Exercise:
Everything from the line holding "Target = red cabbage" through the last line below must be repeated exactly, and nothing else.

Data excerpts:
______________________________

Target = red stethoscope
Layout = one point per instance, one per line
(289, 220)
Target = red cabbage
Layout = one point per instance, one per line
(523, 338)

______________________________

Task response:
Target = red cabbage
Layout = one point per instance, one per line
(523, 338)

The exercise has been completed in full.